All forward-looking statements in this quarterly report are made as of the date hereof, based on information available to the Company as of the date hereof, and the Company assumes no obligation to update or revise any of its forward-looking statements even if experience or future changes show that the indicated results or events will not be realized. We caution you not to unduly rely on any forward-looking statement(s).

 

ITEM 3.

QUANTITATIVE AND QUALITATIVE DISCLOSURES ABOUT MARKET RISK

 

See Item 7A. Quantitative and Qualitative Disclosures about Market Risk in the Company’s 2004 Annual Report on Form 10-K filed with the SEC. No material changes have occurred related to the Company’s disclosures about market risk.

 

 

22

 



SOUTHWEST GAS CORPORATION

Form 10-Q

June 30, 2005

 

 

 

ITEM 4.

=== REQUIRED WORK ===
Please return the stretch of the quarterly report excerpt from "All forward-looking statements" through "about market risk.", word for word.

=== DATASET ROWS ===
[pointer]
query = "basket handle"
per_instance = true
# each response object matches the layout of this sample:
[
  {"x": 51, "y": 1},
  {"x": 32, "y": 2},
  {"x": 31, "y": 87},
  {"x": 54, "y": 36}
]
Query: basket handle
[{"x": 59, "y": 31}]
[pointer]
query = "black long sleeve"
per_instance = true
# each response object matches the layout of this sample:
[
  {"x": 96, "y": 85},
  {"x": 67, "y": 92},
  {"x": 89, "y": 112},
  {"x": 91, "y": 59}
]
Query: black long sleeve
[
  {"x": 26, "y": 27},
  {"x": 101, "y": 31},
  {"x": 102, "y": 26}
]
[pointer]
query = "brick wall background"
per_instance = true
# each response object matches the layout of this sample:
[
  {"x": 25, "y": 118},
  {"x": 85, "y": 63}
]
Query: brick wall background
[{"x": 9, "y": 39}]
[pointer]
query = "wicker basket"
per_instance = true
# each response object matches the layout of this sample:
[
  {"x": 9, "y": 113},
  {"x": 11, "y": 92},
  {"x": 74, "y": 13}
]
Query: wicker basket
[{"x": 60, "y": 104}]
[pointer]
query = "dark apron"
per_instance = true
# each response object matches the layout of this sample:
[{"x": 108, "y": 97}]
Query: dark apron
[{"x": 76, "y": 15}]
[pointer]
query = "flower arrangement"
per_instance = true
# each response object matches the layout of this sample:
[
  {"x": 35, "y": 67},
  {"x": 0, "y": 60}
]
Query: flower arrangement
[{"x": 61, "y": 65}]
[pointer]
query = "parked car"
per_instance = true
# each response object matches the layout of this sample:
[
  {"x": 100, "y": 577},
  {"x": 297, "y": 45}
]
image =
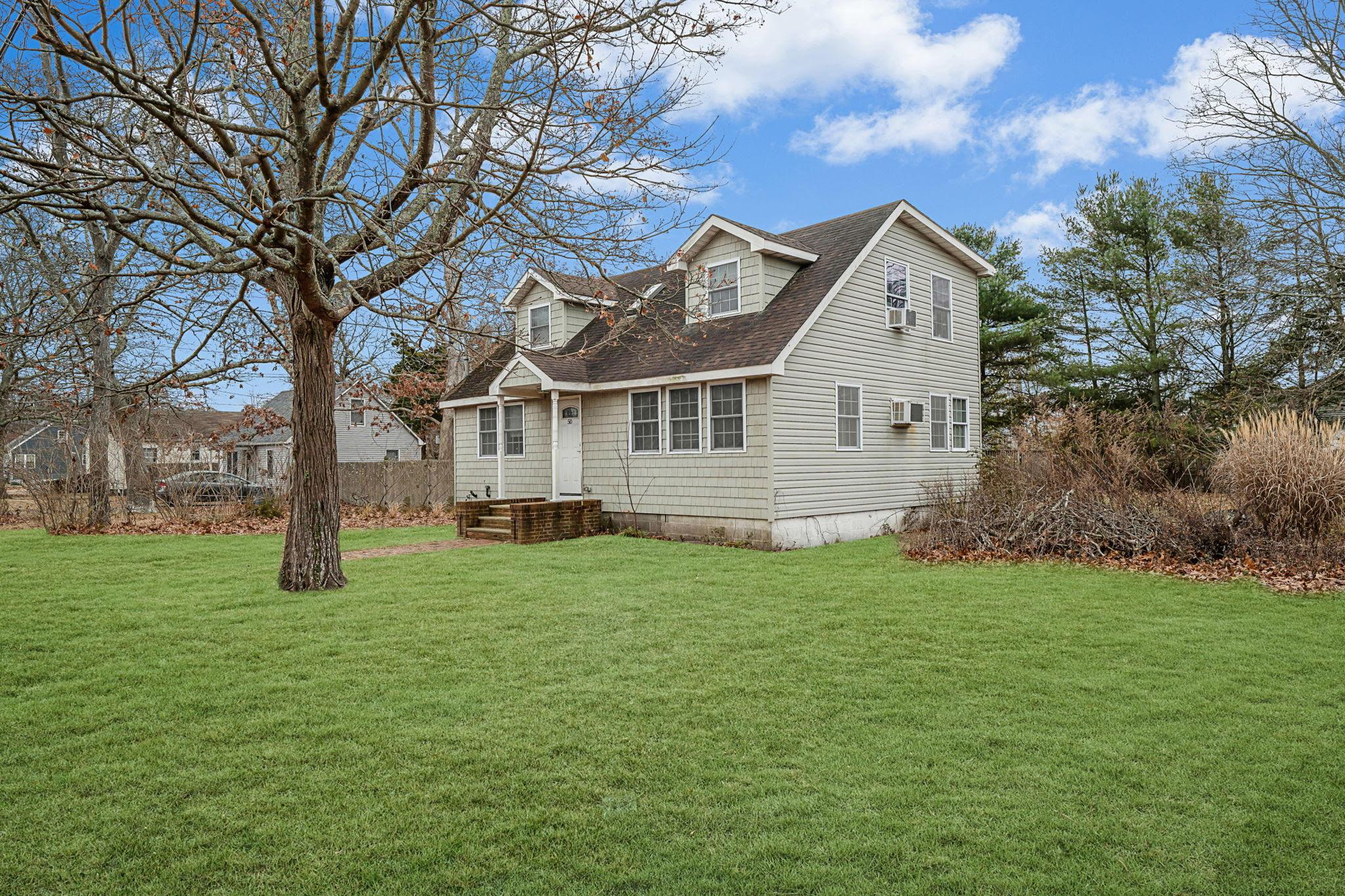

=== RESULT OF THIS EXERCISE ===
All forward-looking statements in this quarterly report are made as of the date hereof, based on information available to the Company as of the date hereof, and the Company assumes no obligation to update or revise any of its forward-looking statements even if experience or future changes show that the indicated results or events will not be realized. We caution you not to unduly rely on any forward-looking statement(s).

 

ITEM 3.

QUANTITATIVE AND QUALITATIVE DISCLOSURES ABOUT MARKET RISK

 

See Item 7A. Quantitative and Qualitative Disclosures about Market Risk in the Company’s 2004 Annual Report on Form 10-K filed with the SEC. No material changes have occurred related to the Company’s disclosures about market risk.